# Extracted information
==================================================
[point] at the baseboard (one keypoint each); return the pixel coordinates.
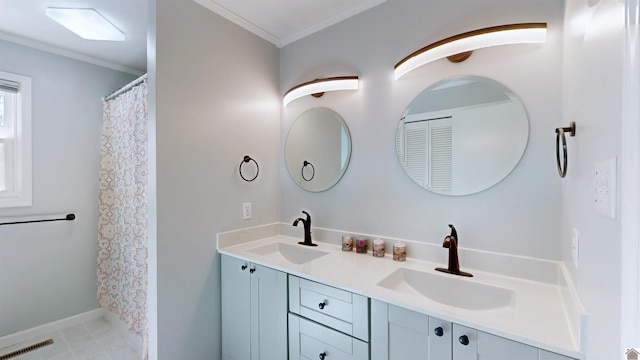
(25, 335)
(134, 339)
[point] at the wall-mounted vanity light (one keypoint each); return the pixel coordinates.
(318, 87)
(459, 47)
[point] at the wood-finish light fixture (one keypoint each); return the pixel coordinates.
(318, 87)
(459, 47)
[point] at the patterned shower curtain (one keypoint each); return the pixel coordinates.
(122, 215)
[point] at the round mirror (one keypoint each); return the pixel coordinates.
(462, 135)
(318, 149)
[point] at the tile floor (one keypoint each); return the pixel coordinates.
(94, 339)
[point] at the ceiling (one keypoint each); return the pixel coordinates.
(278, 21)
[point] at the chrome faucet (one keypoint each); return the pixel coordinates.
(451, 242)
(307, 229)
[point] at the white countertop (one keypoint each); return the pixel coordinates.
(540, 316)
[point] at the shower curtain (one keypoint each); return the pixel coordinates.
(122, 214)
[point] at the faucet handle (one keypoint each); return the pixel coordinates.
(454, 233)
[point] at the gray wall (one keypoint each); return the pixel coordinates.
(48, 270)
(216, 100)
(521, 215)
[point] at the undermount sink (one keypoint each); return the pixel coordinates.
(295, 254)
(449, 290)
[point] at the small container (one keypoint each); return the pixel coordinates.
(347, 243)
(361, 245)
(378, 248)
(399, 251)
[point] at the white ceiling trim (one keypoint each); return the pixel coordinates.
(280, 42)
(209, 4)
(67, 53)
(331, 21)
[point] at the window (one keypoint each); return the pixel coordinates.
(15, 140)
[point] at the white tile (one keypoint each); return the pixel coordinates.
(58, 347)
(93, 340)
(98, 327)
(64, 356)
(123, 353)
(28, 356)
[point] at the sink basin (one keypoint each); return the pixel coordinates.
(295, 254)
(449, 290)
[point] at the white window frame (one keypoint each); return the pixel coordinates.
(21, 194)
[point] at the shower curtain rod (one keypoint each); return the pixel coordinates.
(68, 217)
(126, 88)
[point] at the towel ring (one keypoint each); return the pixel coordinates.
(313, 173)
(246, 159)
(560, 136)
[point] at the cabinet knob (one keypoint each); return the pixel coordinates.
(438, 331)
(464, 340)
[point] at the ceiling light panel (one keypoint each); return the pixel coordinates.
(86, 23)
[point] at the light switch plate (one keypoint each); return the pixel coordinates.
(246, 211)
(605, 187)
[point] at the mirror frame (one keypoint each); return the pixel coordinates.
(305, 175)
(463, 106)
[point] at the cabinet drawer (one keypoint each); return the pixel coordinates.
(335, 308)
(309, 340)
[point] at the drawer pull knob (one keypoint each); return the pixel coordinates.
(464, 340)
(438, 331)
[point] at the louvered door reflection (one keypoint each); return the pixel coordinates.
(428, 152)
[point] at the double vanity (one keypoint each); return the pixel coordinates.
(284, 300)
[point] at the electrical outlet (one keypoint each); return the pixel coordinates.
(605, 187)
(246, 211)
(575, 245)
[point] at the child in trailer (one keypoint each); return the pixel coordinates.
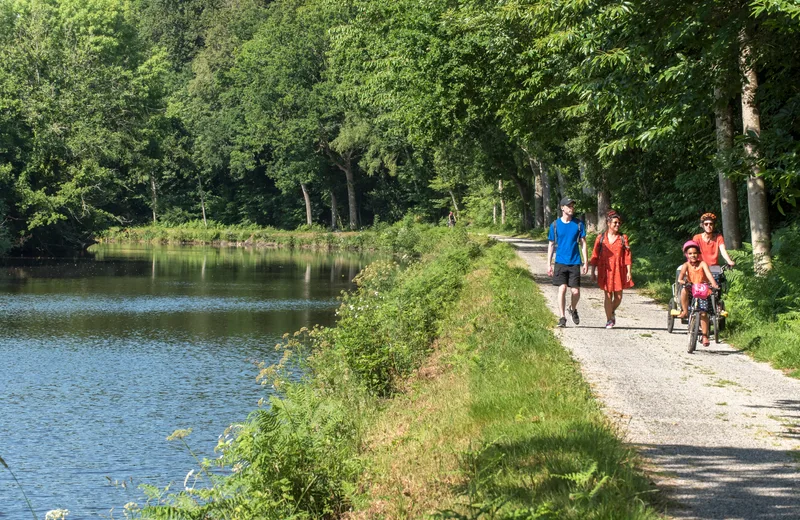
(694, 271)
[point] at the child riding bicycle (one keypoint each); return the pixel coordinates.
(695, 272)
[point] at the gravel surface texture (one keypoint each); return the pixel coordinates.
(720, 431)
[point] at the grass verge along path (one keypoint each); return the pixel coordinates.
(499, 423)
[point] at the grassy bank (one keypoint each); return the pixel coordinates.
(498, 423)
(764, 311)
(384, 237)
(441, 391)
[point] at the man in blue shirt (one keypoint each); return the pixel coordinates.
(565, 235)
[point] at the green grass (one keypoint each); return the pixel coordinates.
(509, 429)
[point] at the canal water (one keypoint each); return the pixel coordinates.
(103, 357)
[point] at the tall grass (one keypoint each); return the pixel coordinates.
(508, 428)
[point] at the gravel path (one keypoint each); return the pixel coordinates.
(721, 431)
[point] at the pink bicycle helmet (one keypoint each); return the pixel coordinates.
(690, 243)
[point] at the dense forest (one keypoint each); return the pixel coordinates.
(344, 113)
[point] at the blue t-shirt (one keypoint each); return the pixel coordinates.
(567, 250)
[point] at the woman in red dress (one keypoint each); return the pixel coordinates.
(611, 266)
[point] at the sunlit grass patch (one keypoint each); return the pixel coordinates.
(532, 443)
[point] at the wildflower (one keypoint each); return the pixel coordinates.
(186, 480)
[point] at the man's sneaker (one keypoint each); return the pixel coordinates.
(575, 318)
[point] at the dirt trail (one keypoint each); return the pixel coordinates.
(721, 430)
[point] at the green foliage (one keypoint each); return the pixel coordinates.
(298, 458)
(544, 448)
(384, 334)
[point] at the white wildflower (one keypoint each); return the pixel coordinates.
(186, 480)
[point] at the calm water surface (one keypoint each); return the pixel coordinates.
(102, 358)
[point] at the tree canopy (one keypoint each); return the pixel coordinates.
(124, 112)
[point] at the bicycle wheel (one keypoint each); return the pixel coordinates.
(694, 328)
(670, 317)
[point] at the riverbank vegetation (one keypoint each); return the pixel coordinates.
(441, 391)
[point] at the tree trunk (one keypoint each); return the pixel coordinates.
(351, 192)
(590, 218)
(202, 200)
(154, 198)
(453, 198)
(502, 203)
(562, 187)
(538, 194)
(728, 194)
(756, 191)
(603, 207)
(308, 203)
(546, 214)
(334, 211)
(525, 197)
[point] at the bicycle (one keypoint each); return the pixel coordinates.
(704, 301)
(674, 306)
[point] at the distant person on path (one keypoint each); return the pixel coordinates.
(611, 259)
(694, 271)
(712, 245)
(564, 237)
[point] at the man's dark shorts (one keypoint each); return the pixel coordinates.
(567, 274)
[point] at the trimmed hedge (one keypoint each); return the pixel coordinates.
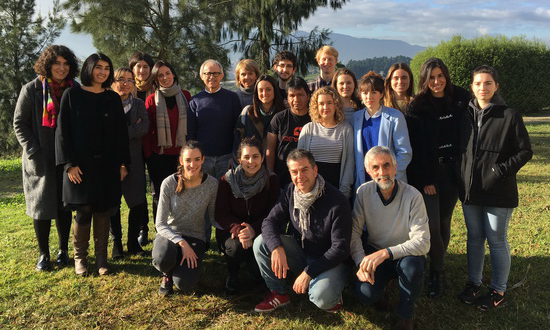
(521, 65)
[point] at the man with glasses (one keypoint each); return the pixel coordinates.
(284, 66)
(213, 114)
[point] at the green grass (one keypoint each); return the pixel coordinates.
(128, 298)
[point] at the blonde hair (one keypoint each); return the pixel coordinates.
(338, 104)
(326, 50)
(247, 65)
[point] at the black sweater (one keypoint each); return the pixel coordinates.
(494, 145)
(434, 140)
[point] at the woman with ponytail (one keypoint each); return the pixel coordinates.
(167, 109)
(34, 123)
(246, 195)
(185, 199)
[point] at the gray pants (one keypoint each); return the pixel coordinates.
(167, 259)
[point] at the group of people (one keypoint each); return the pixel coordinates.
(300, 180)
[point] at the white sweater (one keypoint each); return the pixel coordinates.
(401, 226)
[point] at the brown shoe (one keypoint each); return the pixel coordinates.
==================================================
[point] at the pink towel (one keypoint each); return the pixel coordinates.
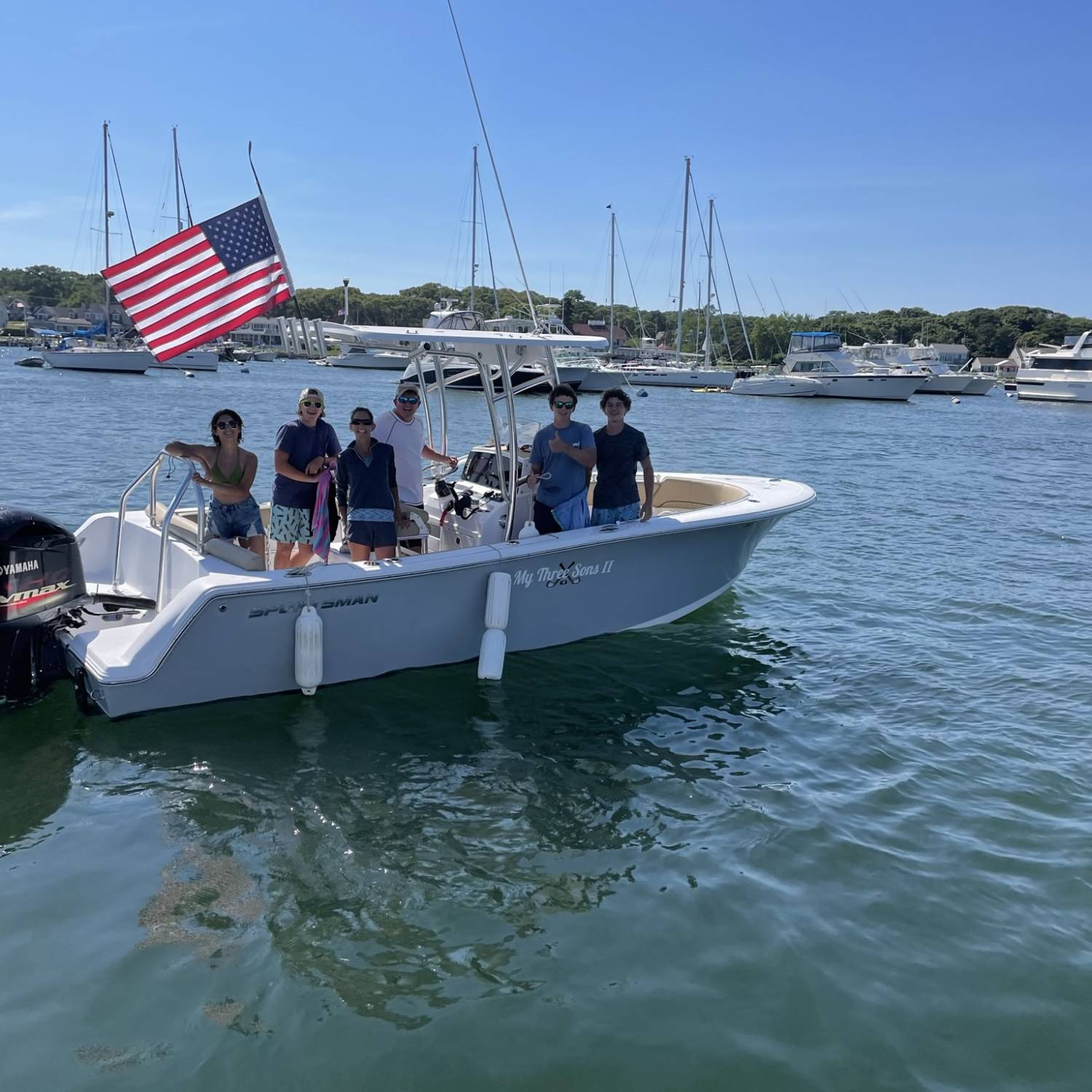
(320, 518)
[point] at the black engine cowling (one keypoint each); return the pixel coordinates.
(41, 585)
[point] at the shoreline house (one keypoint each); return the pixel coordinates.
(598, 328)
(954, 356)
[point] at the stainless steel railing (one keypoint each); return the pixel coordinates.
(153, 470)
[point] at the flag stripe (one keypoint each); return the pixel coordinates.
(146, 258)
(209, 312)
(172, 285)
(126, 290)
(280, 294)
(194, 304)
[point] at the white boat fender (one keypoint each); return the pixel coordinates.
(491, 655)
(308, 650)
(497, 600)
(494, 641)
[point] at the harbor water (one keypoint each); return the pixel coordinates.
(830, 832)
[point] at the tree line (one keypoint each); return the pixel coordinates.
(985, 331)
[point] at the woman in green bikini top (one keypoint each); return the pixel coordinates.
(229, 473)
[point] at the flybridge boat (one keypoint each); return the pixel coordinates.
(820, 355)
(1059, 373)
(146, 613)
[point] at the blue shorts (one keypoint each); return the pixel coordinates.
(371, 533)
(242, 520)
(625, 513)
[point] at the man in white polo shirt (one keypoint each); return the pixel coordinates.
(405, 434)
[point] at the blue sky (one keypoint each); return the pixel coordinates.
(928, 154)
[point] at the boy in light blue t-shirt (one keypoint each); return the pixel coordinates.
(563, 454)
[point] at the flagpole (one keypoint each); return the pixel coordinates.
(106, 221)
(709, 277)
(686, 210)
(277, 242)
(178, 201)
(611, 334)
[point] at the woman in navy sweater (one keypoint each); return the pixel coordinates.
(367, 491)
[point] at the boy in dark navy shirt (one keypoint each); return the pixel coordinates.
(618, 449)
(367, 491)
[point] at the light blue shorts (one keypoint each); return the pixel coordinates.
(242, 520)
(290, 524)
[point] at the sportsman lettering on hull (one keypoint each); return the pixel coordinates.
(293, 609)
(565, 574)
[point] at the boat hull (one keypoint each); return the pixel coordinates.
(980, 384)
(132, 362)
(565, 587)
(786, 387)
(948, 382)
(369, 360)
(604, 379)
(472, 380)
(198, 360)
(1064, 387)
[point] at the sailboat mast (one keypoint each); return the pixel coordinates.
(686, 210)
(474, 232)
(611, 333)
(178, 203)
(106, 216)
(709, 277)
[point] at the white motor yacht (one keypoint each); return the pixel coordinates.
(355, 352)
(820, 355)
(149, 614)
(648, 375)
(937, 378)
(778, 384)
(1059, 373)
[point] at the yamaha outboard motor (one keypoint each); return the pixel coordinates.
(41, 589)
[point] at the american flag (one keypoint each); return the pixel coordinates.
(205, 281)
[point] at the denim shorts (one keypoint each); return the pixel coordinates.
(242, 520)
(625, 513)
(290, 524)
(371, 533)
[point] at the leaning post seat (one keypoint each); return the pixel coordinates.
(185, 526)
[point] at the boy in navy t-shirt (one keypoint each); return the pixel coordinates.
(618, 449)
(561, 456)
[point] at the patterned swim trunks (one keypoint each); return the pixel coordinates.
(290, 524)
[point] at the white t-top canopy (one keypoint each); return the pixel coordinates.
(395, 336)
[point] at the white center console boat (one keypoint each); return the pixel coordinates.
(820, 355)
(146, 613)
==================================================
# Assigned task
I'd like the lines above from the one with "[point] at the gray pants" up to and including the one with "[point] at the brown" copied exactly, with no other lines.

# Answer box
[point] at the gray pants (one keypoint each); return the pixel coordinates.
(167, 259)
[point] at the group of people (one keypoint each); return the pixel coordinates.
(300, 180)
[point] at the white sweater (one keypoint each); return the pixel coordinates.
(401, 226)
[point] at the brown shoe (one keypoint each); return the pixel coordinates.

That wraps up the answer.